◆ VORLIEGENDER TEXT
Deutschland ringt um die Zukunft seiner Energie- und Umweltpolitik

 

Ein Waldstück nahe Köln ist seit vergangenem Herbst das Symbol deutscher Energiepolitik. Der gerade einmal 200 Hektar große Hambacher Forst liegt am Rande des größten Tagebaus des Rheinischen Braunkohlereviers – und seine Bäume sind ein bundesweites Politikum.

 

Berühmt wurde der Forst erst durch seine Rettung: Die Braunkohle unter dem Waldstück solle „im Boden bleiben“, forderten Klimaaktivisten. Im Oktober stoppten sie schließlich nach spektakulären Baumbesetzungen die Rodung mit einem Eilantrag vor dem Oberverwaltungsgericht in Münster. Daraufhin gab es am Hambacher Forst volksfestartige Demonstrationen – es kamen 50.000 Menschen aus Deutschland und Europa: „RWE kann einpacken“, feierten die Aktivisten ihren Teilsieg gegen den Energiekonzern.

◆ AUFGABE
Setze den Text über den Streit um den Hambacher Forst fort, und zwar im Anschluss an seinen letzten Satz. Die folgende Auflistung wird hier nicht gebraucht.

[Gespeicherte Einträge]
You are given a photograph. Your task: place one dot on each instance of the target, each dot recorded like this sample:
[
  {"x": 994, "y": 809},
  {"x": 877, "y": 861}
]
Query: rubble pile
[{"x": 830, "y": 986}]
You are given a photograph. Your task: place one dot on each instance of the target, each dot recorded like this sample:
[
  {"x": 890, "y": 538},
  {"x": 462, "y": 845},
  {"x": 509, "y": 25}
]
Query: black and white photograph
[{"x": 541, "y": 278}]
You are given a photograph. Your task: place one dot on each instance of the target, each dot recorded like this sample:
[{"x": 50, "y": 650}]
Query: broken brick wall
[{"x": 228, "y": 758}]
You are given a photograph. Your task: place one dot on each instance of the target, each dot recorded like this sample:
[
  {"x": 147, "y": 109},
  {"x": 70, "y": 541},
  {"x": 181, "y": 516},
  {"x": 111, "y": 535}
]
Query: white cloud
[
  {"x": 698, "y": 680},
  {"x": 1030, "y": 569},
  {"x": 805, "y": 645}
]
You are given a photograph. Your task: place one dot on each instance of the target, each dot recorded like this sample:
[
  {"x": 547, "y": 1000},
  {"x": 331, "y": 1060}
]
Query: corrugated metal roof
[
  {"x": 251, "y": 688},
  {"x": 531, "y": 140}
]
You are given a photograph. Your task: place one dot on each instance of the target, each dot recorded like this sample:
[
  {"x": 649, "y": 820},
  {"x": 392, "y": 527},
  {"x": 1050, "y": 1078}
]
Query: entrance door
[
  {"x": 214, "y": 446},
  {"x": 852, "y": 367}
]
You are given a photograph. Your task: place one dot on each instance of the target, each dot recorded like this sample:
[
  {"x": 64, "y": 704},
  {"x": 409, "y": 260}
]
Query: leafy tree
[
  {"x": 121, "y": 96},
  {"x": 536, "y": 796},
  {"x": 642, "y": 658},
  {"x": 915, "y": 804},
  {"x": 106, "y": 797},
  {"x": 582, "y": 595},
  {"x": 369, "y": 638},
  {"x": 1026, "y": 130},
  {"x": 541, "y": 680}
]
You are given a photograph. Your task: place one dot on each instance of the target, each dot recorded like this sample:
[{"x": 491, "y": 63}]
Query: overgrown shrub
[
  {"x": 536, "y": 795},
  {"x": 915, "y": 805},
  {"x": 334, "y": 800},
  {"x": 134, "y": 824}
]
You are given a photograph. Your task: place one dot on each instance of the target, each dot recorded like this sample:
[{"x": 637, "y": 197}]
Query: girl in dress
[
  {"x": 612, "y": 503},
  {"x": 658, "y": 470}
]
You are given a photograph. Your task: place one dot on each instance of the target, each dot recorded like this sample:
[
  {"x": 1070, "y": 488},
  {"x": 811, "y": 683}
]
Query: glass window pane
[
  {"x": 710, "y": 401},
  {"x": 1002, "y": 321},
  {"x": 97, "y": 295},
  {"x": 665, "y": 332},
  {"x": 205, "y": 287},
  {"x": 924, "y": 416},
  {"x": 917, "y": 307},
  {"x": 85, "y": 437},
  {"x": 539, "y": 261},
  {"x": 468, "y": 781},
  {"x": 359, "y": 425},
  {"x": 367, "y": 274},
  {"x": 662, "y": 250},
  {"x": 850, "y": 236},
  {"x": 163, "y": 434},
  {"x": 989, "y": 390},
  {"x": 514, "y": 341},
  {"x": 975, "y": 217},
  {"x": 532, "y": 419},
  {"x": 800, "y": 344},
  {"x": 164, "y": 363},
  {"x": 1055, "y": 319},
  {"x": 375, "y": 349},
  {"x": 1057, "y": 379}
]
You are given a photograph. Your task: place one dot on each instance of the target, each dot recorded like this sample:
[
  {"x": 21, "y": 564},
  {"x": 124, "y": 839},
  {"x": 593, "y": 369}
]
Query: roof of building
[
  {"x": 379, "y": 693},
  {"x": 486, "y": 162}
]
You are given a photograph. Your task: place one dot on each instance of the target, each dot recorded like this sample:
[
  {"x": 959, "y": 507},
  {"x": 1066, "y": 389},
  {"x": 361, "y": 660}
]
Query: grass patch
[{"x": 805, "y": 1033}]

◆ ANTWORT
 

Drei Wochen später bot sich ganz in der Nähe des famosen Forstes ein ganz anders Bild. Mit Trillerpfeifen und Bergmannshelmen demonstrieren tausende Kohlekumpel im beschaulichen Bergheim bei Köln für ihre Arbeitsplätze. Aufgerufen hatten zu der Demonstration die Industriegewerkschaft Bergbau, Chemie, Energie (IG BCE) und die Gewerkschaft Verdi. “Die Beschäftigten sind es leid, dass die Klimadebatte auf ihrem Rücken ausgetragen wird”, ließ sich IG-BCE-Chef Michael Vassiliadis im Aufruf zitieren. Immer wieder würden Arbeitsplätze “durch leichtfertige Abschaltpläne in Gefahr gebracht”.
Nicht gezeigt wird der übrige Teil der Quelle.